## PROMPT
Print verbatim the stretch of rows below, from the line containing "Where can you spot the tree" through the end of the rows.
»»
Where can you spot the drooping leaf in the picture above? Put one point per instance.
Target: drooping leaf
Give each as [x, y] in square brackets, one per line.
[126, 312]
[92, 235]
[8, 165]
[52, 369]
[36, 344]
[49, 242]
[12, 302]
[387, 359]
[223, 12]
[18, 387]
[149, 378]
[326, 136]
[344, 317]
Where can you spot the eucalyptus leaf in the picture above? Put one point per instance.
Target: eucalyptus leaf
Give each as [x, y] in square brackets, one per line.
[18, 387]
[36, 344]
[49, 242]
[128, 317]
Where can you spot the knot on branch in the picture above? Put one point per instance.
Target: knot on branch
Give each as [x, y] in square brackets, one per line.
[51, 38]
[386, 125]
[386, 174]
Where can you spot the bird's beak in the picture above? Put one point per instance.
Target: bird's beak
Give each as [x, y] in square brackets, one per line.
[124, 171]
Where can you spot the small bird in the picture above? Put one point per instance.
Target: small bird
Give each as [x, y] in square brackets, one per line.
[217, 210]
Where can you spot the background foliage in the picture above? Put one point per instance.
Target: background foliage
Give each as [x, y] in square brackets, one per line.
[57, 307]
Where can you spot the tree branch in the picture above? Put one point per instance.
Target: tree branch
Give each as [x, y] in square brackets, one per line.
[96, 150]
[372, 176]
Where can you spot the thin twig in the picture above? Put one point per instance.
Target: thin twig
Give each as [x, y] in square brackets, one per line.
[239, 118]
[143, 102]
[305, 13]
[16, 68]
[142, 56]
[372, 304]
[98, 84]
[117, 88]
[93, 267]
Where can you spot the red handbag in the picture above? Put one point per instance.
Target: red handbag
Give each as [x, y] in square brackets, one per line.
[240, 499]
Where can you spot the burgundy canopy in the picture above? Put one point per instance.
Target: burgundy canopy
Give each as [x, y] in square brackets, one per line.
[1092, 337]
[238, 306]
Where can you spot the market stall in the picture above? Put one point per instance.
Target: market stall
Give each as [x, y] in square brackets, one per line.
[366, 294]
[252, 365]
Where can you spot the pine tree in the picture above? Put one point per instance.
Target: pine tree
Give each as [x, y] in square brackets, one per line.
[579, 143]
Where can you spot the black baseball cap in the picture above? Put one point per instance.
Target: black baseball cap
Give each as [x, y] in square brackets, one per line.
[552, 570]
««
## WRITTEN ANSWER
Where can you spot the tree branch in the picture above? Put one point per instance.
Target: tree branch
Give each as [x, y] in square brackets, one per line.
[96, 150]
[372, 176]
Where can you spot the thin twig in the picture above? Put one point per instance.
Target: thin twig
Give each as [x, y] in square brackets, one per line.
[239, 118]
[143, 102]
[305, 13]
[16, 68]
[142, 56]
[372, 304]
[98, 84]
[117, 88]
[93, 267]
Where can you spot the red handbag in the picture above? Put one point per instance.
Target: red handbag
Give each as [x, y] in square brackets, one per line.
[240, 499]
Where can you spot the burgundy canopy in the picture above? Put one point per instance.
Target: burgundy canopy
Give each as [x, y] in square brackets, one per line.
[1092, 337]
[238, 306]
Where can you spot the market stall in the picture above? Put one point per instance.
Target: market stall
Give each as [x, y] in square brackets, one per line.
[366, 294]
[252, 365]
Where can you spot the pine tree in the picture above? Put one point per instance.
Target: pine tree
Give each as [x, y] in square brackets, one per line.
[579, 143]
Where can you spot the black baseball cap in the picture above? Put one point per instance.
Target: black baseball cap
Give each as [x, y] in square brackets, one per line.
[552, 570]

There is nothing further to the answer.